■ INPUT MATERIAL ■
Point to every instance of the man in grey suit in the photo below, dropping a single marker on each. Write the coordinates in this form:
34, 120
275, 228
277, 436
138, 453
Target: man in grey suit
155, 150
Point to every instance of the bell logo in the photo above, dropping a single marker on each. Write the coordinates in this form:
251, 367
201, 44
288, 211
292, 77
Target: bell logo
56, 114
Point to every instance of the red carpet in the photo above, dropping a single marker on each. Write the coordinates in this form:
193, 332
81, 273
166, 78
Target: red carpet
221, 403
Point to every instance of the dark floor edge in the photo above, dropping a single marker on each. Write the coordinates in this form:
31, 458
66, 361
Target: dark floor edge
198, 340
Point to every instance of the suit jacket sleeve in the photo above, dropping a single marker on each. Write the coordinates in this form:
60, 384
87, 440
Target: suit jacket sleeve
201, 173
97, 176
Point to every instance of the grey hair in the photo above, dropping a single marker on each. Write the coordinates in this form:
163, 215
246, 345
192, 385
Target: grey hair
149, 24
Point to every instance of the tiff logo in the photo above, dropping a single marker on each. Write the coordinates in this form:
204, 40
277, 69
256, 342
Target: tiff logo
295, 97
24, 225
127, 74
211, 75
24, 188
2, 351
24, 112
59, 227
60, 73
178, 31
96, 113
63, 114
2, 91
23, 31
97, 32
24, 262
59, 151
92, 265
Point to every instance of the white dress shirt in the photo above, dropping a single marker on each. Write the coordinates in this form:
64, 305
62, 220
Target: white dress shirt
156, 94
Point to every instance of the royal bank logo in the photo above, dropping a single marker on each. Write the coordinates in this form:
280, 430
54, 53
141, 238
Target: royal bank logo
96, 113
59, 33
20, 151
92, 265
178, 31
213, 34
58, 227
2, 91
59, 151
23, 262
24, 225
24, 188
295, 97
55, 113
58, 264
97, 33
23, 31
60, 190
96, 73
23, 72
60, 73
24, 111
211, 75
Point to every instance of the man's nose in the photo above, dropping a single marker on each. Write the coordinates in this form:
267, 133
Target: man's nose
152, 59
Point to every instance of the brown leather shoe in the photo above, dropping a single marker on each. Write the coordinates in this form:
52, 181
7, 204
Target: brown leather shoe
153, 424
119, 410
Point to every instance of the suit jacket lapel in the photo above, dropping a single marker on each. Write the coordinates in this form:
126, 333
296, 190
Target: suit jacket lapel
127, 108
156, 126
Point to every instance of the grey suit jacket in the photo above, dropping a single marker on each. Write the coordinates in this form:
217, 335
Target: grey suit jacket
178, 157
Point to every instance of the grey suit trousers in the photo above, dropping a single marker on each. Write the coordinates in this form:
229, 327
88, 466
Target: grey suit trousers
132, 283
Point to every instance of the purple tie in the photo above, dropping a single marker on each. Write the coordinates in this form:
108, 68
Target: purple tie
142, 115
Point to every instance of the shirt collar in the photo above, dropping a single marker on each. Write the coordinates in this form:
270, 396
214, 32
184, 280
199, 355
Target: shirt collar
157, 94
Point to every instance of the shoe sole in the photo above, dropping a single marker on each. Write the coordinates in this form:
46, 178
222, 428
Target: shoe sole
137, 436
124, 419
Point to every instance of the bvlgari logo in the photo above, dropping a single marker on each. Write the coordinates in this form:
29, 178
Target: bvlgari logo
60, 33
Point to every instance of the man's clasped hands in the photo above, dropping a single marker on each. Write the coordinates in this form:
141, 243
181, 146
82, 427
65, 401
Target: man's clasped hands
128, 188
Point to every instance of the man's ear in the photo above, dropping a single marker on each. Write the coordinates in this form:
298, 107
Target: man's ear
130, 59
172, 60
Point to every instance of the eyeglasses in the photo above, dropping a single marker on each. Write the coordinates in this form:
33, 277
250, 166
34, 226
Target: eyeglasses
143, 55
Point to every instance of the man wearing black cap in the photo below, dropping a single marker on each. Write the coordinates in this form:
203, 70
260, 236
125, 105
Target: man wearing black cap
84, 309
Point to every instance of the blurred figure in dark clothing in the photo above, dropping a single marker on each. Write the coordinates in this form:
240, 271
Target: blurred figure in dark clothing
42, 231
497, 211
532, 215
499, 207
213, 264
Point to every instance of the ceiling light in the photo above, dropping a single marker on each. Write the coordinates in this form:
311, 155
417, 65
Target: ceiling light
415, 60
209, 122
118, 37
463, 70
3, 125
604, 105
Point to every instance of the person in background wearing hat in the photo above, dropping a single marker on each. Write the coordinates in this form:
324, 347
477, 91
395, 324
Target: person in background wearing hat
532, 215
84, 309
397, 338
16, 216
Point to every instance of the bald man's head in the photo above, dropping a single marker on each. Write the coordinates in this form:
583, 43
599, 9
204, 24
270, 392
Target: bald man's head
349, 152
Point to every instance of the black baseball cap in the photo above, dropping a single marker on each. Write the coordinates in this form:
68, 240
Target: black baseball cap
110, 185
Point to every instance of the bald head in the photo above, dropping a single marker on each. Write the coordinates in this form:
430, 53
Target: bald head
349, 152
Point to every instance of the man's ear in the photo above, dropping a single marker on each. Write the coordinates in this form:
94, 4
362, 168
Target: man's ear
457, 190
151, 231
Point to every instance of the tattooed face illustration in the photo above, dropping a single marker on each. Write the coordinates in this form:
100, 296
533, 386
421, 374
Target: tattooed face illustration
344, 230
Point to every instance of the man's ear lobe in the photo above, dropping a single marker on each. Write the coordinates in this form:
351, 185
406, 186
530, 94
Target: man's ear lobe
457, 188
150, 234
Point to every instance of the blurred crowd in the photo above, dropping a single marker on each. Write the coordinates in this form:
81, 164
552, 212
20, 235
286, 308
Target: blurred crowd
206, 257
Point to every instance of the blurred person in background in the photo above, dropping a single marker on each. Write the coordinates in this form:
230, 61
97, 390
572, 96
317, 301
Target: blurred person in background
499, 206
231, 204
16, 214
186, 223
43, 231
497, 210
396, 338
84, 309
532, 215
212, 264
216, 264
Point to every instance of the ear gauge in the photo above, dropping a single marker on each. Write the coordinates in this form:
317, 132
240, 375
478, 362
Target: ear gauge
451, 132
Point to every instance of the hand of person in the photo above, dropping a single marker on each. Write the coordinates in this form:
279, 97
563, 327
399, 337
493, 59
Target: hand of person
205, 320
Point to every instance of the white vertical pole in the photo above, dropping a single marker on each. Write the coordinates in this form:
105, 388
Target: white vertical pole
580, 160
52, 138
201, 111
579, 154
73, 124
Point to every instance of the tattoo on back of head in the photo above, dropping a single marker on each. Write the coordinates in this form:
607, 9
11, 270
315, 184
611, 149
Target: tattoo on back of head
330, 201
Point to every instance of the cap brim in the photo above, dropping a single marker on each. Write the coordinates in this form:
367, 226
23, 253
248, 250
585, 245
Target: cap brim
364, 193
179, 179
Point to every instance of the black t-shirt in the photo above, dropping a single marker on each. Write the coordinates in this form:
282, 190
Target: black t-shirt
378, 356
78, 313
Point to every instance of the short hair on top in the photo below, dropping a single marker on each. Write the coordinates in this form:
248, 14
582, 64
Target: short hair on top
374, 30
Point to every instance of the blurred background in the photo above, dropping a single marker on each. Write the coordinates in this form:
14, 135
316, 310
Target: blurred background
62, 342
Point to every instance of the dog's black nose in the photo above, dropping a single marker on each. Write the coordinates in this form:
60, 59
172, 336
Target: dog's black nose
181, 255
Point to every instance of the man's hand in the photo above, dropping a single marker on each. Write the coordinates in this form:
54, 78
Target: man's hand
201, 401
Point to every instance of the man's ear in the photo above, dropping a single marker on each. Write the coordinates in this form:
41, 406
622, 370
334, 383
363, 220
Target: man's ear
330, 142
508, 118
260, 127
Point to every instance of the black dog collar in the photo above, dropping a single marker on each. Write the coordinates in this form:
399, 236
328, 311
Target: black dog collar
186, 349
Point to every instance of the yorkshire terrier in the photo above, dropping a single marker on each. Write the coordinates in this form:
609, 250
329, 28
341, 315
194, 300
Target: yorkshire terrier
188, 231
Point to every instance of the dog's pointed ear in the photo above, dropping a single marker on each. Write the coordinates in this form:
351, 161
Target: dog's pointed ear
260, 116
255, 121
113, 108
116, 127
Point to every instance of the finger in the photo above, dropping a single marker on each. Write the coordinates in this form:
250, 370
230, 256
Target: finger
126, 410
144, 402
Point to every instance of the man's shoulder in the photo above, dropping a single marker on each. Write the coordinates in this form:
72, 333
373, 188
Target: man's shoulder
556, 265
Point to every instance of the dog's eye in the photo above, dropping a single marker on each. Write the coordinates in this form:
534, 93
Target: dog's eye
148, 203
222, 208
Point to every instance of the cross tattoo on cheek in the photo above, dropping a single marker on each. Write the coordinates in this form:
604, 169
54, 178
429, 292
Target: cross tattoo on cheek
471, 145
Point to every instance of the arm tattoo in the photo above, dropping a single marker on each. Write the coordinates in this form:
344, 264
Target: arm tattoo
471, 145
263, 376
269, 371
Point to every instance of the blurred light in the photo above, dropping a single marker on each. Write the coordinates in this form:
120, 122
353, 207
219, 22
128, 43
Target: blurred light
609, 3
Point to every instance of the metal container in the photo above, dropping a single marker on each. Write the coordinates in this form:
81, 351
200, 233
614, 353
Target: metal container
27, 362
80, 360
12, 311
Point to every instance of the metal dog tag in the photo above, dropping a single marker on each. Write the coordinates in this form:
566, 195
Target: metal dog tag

■ WHAT TO PRODUCE ■
All lines above from the one containing "Target: man wearing black cap" to the one containing "Point to every instance of the person" must be repeated exactly, both lines included, and no others.

■ EXPECTED ANSWER ■
Target: man wearing black cap
84, 309
Point to every instance of the blurred figure in dark clothing in the photo above, dropping a single marker on each. Write the coordinates in this form:
240, 271
Target: blurred figure in dark clothing
42, 231
497, 211
532, 215
499, 207
213, 264
Point to every instance of the ceiling light in the photo above, dropping a single marker on each. Write the coordinates in this form:
311, 155
417, 65
Target: ceiling light
415, 60
209, 122
118, 37
463, 70
3, 125
604, 105
Point to every instance of the person in background wearing hat in the photo above, dropping a single marker on each. Write the coordinates in this form:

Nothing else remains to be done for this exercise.